───── Texte du document

Le Pacte Historique l’a emporté avec 11 281 002 voix (50,44 %), ce qui en fait le ticket présidentiel le plus voté de l’histoire de la Colombie. Si l’on regarde la carte des résultats par département, il est clair que les régions qui ont montré leur préférence pour Petro et Márquez correspondent aux territoires qui, historiquement, ont été le plus durement touchés par la violence, l’exclusion sociale et la négligence de l’État, comme la région du Pacifique, les territoires du sud-ouest du pays, la côte caraïbe et l’Amazonie, dans les départements desquels ils ont gagné avec des pourcentages élevés qui, dans certains endroits, ont atteint jusqu’à 80%.
Un autre fait pertinent est le résultat à Bogotá, où 58% des votes ont été remportés. Rappelons que la capitale colombienne, qui compte près de 10 millions d’habitant.e.s, a été gouvernée par Gustavo Petro durant la période 2011-2015, mettant en œuvre des politiques sociales qui, à ce jour, continuent d’être critiquées par les secteurs de droite qui n’ont jamais approuvé la gestion de la capitale par la Bogotá Humana. En tout cas, les résultats semblent montrer que la majorité des habitants de la capitale ne pensent pas la même chose, puisqu’ils ont renouvelé leur vote de confiance, cette fois pour gouverner la nation.
Ce qui est certain, c’est que la Colombie a élu son nouveau gouvernement et que le pays sera dirigé pour la première fois par un progressiste comme Gustavo Petro, un homme issu des secteurs populaires métis et ayant fait ses preuves dans la lutte politique depuis plus de quarante ans. Petro est quelqu’un qui connaît le pays en profondeur, avec toutes ses complexités, ses problèmes et ses richesses, et qui, à partir de là, a réussi à formuler une proposition claire et réalisable : une feuille de route vers une ère de paix.

──────────
───── Données fournies

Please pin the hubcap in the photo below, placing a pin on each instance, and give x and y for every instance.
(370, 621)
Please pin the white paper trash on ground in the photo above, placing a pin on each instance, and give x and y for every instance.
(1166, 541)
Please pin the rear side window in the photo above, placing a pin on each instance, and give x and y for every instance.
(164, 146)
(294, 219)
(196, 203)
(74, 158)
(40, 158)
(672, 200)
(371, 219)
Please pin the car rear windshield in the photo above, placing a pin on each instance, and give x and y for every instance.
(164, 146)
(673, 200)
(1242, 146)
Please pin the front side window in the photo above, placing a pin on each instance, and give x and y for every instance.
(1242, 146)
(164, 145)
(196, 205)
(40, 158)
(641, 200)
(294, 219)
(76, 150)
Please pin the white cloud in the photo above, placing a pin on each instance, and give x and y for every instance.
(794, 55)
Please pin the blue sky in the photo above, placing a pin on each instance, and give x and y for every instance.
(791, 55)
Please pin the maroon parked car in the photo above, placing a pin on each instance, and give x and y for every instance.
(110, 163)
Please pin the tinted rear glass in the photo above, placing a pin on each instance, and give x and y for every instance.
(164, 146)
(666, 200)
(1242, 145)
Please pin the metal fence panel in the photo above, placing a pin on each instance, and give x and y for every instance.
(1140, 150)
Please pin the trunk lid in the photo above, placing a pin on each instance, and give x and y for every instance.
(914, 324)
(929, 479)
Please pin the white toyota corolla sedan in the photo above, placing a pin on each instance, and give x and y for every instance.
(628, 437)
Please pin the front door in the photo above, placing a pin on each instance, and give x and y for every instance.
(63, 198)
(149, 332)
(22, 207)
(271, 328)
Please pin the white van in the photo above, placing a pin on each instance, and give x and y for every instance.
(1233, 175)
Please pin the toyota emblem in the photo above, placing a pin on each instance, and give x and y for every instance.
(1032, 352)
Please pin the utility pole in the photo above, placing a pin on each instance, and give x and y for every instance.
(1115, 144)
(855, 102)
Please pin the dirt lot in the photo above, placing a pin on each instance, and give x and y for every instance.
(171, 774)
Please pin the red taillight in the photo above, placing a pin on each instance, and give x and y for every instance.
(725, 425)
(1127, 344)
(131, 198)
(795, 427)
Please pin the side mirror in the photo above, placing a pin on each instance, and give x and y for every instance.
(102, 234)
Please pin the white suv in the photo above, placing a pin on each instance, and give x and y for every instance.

──────────

— Tâches —
- A) Répondez à ces questions sur le texte consacré à l'élection colombienne :
(i) Combien de voix le Pacte Historique a-t-il obtenues ?
(ii) Quel pourcentage des votes a été remporté à Bogotá ?
(iii) Durant quelle période Gustavo Petro a-t-il gouverné Bogotá ?
- B) Dans les lignes de données, de celle qui contient « Please pin the white cloud » jusqu'à celle qui contient « (1140, 150) », incluses, substituez « darkened » à « tinted » sans rien changer d'autre. Ne redonnez que ces lignes.
Les lignes n'ont aucun rapport avec le texte.

— Réponses aux tâches —
- A)
(i) 11 281 002 voix, soit 50,44 %.
(ii) 58 %.
(iii) De 2011 à 2015.

- B)
Please pin the white cloud in the photo above, placing a pin on each instance, and give x and y for every instance.
(794, 55)
Please pin the blue sky in the photo above, placing a pin on each instance, and give x and y for every instance.
(791, 55)
Please pin the maroon parked car in the photo above, placing a pin on each instance, and give x and y for every instance.
(110, 163)
Please pin the darkened rear glass in the photo above, placing a pin on each instance, and give x and y for every instance.
(164, 146)
(666, 200)
(1242, 145)
Please pin the metal fence panel in the photo above, placing a pin on each instance, and give x and y for every instance.
(1140, 150)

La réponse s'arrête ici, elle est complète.